» **WHAT THE EXERCISE ASKS**: In the records below, find the line with "Can you find the river"; retype that line and all the following lines through the end, exactly, and add nothing.

(Records from a collection)
((

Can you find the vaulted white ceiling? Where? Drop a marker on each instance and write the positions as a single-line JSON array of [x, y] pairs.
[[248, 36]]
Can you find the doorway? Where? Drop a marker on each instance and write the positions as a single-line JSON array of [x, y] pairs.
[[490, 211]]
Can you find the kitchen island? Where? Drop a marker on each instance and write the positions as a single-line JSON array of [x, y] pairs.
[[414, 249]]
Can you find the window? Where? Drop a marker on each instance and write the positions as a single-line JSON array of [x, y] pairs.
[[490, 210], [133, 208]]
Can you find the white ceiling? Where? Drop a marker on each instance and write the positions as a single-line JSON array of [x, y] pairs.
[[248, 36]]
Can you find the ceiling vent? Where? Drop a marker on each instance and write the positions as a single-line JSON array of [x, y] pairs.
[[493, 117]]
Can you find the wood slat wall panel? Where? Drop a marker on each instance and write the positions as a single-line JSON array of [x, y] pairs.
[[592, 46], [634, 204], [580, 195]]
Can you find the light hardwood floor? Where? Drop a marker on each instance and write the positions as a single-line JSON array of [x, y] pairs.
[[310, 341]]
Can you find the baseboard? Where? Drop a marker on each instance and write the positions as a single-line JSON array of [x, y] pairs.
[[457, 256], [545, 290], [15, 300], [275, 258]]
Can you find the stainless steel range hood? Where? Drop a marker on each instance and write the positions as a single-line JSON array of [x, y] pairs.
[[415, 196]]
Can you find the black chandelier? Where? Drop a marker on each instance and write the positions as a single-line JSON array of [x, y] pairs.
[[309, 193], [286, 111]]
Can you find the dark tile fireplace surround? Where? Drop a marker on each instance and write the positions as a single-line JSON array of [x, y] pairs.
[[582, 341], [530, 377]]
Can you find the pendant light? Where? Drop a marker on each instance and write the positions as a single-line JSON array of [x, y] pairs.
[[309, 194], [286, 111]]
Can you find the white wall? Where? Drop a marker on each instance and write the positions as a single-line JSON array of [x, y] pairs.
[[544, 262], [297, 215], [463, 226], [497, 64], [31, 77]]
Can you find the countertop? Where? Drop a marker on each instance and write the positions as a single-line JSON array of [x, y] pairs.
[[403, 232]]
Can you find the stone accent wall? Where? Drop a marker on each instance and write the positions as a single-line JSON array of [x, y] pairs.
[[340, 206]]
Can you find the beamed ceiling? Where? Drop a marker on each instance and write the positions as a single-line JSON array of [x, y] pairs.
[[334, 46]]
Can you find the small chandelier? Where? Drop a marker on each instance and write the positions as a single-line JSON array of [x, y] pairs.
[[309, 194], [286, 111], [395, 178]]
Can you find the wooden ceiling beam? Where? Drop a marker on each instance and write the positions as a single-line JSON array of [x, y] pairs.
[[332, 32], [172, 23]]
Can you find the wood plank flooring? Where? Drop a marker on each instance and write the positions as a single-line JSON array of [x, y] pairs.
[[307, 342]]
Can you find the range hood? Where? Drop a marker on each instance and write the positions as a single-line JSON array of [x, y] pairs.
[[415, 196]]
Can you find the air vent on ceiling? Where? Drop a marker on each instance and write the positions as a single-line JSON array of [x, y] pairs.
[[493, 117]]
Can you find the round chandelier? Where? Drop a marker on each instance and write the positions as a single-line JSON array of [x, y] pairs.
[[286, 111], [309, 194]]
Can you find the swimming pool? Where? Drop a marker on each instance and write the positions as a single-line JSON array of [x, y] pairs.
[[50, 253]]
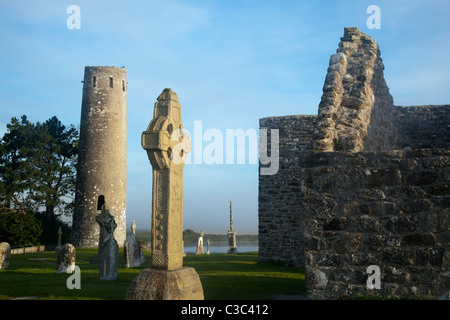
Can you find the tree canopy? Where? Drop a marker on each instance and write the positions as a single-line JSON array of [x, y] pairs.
[[38, 166]]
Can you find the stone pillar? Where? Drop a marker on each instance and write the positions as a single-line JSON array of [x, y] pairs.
[[134, 256], [5, 255], [166, 144], [108, 250], [66, 258], [232, 248], [200, 247]]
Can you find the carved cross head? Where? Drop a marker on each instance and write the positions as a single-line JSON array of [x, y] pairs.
[[165, 139]]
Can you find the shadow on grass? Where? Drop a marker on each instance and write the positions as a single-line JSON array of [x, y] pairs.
[[223, 277]]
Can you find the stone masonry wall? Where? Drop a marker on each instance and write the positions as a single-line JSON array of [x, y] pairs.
[[280, 230], [362, 183], [423, 126], [388, 209], [356, 109]]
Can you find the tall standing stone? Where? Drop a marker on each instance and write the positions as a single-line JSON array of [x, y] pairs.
[[108, 250], [166, 144], [102, 157], [5, 255], [134, 256], [232, 247], [200, 247], [66, 258]]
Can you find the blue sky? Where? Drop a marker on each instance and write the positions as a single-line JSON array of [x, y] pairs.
[[230, 62]]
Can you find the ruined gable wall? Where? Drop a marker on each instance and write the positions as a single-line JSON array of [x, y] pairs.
[[385, 202], [280, 218], [355, 112], [390, 209]]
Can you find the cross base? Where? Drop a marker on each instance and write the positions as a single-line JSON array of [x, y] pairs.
[[156, 284]]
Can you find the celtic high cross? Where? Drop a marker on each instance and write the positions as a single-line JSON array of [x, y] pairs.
[[167, 144]]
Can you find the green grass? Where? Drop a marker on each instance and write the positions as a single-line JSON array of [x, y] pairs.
[[223, 277]]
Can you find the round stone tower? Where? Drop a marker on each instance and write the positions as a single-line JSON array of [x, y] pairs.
[[102, 162]]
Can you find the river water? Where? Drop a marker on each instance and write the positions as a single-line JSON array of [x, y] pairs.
[[223, 249]]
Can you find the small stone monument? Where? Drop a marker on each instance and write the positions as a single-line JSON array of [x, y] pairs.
[[5, 255], [166, 144], [58, 246], [134, 256], [65, 256], [108, 250], [200, 248], [232, 248]]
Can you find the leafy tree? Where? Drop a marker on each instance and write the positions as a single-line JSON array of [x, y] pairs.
[[38, 167], [19, 229], [54, 166], [15, 171]]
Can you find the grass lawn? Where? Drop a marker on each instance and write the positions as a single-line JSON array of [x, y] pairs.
[[223, 277]]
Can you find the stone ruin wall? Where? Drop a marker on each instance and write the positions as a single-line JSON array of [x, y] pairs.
[[336, 213]]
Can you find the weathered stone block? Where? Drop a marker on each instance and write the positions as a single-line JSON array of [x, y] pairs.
[[401, 256], [364, 223], [335, 224], [315, 279], [419, 239], [401, 224]]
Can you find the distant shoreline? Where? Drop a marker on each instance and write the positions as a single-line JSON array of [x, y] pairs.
[[190, 238]]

))

» **RESPONSE AREA**:
Can you find the river water? Where? Drop a marker on each instance and write the positions as a single-line JSON array of [x, y] pairs.
[[223, 249]]
Can you find the small stone monument? Where? Drop a marker on each instance and write the positions as a single-line JSON array of [x, y] pairs.
[[5, 255], [166, 144], [58, 246], [134, 256], [65, 256], [108, 250], [200, 248], [232, 248]]
Can you find the leafy tree? Where? Drop a marker on each instance and write the positions as a single-line JSON array of [x, y] pairs.
[[38, 167], [19, 229], [54, 166], [15, 171]]
Can you find the grass lawn? Where? Drop a marker on each instance and write the positions as a single-line JSON array of [x, y] pairs.
[[223, 277]]
Can you find the stone ruin wall? Where? Drop a marker on each instance and write the positions as a single-line JSON array of [x, y] pairs.
[[336, 213]]
Can you find the weathered stone block? Where? Drop a marker on each instance and write the positions as a single-line JSON array of [x, y] pairs.
[[401, 256], [364, 223], [335, 224], [315, 279], [419, 239], [401, 224]]
Can you find the distant shoreline? Where? Drop a marker on each instance and write the positions as a single-line JSON array of [x, y] pairs.
[[190, 238]]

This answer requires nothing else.